* _About this exercise_:
Consider the entries below. Count the lines holding the string "then" and state the number only.

START Recorded data

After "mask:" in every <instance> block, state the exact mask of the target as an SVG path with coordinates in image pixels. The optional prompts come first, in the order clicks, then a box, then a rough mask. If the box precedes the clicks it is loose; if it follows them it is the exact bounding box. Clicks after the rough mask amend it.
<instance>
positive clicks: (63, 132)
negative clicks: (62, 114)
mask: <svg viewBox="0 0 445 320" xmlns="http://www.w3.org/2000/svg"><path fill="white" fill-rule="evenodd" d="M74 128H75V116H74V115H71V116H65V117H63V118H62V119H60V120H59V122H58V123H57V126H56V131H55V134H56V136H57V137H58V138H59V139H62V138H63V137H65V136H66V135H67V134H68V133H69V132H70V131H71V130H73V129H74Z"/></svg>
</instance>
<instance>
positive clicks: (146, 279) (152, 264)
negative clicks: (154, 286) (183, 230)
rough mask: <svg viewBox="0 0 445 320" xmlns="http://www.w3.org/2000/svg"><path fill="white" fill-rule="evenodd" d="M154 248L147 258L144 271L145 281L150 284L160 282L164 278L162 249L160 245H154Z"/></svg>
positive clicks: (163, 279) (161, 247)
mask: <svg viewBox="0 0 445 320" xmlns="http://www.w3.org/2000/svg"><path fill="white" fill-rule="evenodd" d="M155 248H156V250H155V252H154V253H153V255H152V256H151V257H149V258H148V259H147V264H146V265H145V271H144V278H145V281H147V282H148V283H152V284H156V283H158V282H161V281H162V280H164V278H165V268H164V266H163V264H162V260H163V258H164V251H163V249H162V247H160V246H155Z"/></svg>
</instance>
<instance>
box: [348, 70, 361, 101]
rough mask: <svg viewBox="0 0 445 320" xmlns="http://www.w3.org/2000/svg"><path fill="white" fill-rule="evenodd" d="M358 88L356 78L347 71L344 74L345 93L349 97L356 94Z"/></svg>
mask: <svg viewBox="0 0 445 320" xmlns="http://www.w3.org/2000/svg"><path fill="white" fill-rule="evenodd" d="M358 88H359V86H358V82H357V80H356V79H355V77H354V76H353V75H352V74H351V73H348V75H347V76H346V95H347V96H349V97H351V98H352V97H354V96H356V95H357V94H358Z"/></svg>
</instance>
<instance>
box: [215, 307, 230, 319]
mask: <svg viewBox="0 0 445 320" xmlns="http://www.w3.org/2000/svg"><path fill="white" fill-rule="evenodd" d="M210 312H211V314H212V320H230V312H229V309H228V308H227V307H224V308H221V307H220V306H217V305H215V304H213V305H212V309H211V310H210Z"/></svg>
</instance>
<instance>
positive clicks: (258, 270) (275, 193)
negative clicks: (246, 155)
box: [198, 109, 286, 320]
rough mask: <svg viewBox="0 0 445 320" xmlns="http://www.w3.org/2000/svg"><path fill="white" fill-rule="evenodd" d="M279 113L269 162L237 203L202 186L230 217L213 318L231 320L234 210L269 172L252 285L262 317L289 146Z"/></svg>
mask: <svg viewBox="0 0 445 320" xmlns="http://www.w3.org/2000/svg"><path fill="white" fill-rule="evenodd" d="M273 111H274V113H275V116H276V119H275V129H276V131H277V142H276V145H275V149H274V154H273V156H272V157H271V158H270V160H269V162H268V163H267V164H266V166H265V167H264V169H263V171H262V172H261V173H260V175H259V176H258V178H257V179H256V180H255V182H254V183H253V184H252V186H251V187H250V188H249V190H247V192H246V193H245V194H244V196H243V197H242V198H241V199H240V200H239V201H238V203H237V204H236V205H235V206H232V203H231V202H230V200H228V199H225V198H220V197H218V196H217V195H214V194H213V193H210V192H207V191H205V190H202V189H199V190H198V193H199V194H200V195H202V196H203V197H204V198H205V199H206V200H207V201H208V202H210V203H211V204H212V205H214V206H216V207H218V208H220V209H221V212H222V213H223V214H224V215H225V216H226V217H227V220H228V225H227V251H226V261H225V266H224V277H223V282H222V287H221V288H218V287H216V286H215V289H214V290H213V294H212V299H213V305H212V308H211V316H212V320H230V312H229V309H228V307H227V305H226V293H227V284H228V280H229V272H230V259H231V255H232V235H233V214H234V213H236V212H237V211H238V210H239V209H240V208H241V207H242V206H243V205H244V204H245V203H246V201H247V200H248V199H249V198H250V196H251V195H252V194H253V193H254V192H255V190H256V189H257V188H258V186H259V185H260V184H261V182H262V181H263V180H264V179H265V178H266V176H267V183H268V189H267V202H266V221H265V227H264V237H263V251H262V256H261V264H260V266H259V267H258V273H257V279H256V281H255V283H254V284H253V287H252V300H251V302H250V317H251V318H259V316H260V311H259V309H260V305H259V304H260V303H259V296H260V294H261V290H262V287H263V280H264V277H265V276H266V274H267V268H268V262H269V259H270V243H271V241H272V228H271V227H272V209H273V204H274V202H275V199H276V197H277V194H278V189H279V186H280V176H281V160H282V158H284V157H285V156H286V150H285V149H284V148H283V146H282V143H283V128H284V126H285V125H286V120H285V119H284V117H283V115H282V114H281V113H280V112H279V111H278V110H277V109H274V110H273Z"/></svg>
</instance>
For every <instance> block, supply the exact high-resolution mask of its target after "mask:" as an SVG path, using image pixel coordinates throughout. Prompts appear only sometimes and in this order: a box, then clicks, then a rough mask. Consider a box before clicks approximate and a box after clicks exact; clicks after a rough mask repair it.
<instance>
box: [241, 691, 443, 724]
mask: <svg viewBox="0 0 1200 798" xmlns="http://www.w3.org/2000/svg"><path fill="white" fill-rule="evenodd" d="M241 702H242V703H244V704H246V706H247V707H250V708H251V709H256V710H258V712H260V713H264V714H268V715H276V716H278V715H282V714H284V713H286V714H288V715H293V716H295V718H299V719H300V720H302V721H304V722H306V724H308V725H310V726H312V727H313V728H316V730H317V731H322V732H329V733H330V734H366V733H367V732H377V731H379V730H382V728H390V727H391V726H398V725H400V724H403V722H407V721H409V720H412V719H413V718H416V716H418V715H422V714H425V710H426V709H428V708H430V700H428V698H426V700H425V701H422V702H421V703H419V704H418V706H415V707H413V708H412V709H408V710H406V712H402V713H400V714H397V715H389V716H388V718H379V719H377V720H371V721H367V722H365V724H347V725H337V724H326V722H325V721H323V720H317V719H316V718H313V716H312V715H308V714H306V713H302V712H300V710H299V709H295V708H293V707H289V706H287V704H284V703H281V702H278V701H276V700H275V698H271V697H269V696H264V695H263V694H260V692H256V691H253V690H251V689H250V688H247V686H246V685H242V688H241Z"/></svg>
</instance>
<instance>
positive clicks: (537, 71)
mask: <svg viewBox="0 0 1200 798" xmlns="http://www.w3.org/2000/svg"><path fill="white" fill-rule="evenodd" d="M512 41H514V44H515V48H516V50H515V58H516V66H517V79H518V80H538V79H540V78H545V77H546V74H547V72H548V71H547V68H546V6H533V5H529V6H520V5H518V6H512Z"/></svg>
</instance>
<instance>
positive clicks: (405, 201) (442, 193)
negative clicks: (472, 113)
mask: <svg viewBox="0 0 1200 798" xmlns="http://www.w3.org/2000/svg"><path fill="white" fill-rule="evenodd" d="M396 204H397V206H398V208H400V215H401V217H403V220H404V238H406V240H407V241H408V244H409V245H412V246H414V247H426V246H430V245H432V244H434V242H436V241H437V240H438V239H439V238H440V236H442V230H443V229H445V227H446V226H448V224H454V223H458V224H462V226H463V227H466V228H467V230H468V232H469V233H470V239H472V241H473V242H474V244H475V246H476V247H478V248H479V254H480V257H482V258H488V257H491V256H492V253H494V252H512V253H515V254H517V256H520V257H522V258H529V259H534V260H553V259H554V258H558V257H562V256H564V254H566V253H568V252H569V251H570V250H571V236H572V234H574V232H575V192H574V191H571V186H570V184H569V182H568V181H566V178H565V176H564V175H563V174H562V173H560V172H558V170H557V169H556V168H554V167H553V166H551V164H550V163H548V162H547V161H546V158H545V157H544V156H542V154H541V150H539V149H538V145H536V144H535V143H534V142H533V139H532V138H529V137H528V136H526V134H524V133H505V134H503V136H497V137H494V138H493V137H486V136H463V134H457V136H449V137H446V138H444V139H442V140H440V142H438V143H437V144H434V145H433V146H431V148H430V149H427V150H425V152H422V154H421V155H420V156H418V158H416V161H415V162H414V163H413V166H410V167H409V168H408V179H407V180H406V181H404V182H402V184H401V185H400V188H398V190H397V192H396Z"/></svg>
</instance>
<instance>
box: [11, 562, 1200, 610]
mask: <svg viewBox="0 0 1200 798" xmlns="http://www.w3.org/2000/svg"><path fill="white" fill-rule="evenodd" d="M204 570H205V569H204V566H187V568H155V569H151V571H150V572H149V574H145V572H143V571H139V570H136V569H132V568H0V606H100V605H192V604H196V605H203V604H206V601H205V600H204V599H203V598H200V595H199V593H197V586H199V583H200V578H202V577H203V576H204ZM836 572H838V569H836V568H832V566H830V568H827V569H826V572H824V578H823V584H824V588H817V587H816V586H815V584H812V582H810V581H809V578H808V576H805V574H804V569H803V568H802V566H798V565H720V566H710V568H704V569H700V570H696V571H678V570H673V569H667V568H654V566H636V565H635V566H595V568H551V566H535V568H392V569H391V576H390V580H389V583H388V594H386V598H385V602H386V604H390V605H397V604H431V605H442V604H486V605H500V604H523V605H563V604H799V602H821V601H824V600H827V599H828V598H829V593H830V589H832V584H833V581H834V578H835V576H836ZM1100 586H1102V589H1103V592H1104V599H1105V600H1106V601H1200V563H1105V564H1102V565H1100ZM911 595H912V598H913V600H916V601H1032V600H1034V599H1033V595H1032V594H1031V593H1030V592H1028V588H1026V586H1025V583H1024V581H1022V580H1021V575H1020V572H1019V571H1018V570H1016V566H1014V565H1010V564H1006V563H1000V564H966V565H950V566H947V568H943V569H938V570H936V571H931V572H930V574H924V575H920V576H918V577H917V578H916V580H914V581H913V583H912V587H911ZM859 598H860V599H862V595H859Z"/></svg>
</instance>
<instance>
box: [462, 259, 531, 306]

END Recorded data

* _Written response_:
2